*TASK GOAL*.
Count the lines in the entries below that contain the string "coordinates", treating uppercase and lowercase as distinct, and reply with only that number.

-- START OF LISTED ENTRIES --

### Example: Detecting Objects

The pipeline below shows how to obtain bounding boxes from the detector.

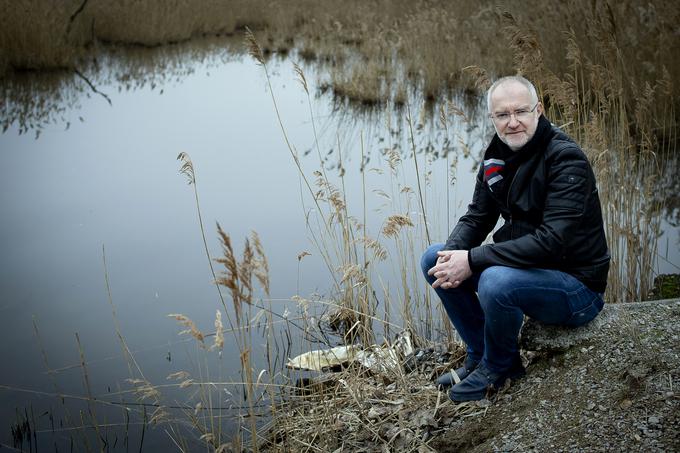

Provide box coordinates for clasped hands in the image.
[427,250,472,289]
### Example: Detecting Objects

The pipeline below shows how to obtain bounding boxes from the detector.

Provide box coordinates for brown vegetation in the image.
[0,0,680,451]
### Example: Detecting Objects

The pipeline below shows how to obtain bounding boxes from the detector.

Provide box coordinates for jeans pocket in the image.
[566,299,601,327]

-- END OF LISTED ENTRIES --
-- START OF LISTED ENTRIES --

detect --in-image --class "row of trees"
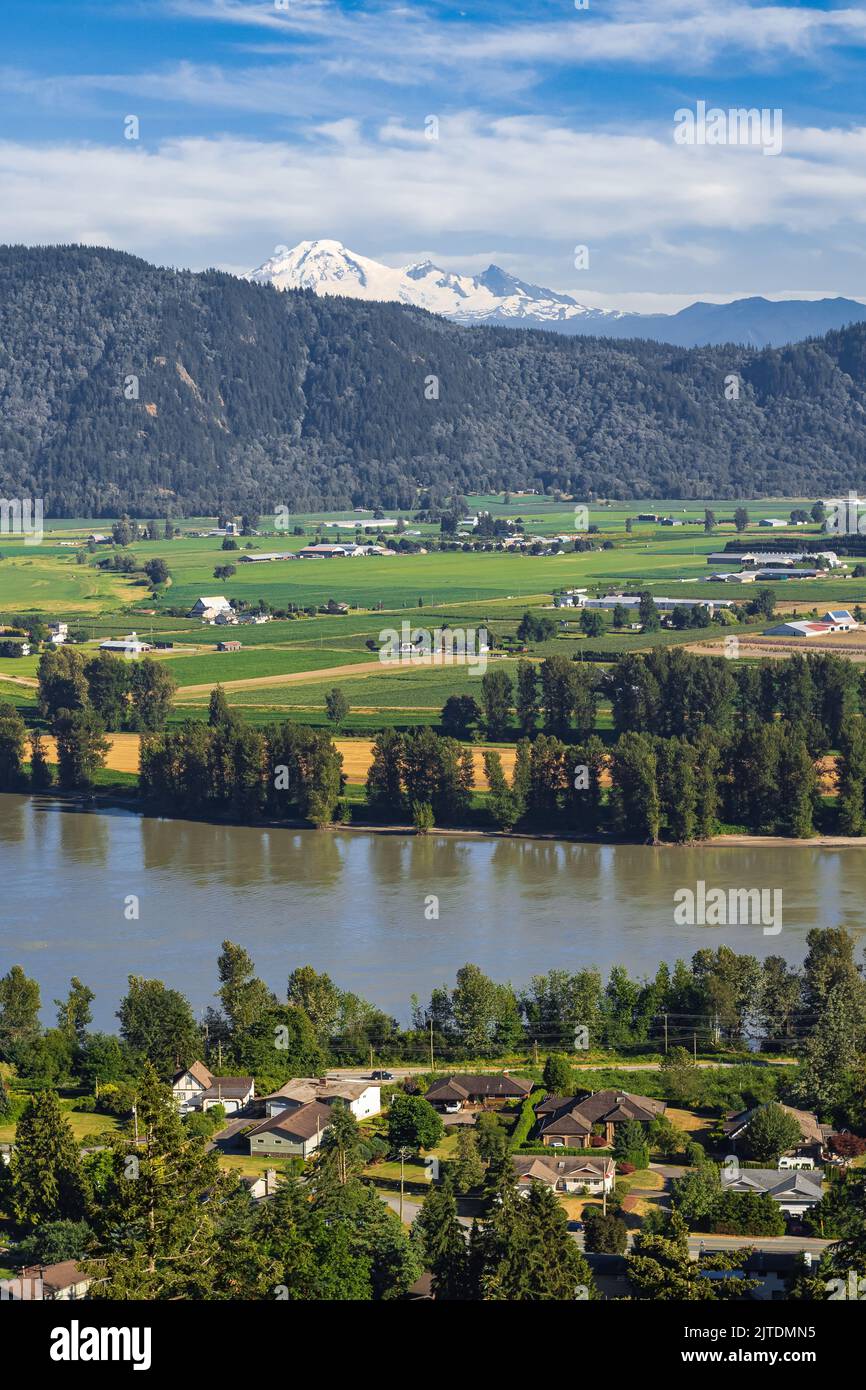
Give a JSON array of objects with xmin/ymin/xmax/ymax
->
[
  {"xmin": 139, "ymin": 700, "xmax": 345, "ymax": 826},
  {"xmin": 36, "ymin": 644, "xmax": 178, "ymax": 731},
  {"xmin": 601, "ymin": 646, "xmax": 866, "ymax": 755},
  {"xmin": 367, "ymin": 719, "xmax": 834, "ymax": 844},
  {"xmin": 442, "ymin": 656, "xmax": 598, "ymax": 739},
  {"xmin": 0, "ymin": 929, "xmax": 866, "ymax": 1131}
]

-- END OF LISTED ENTRIES --

*PROBLEM SOLUTION*.
3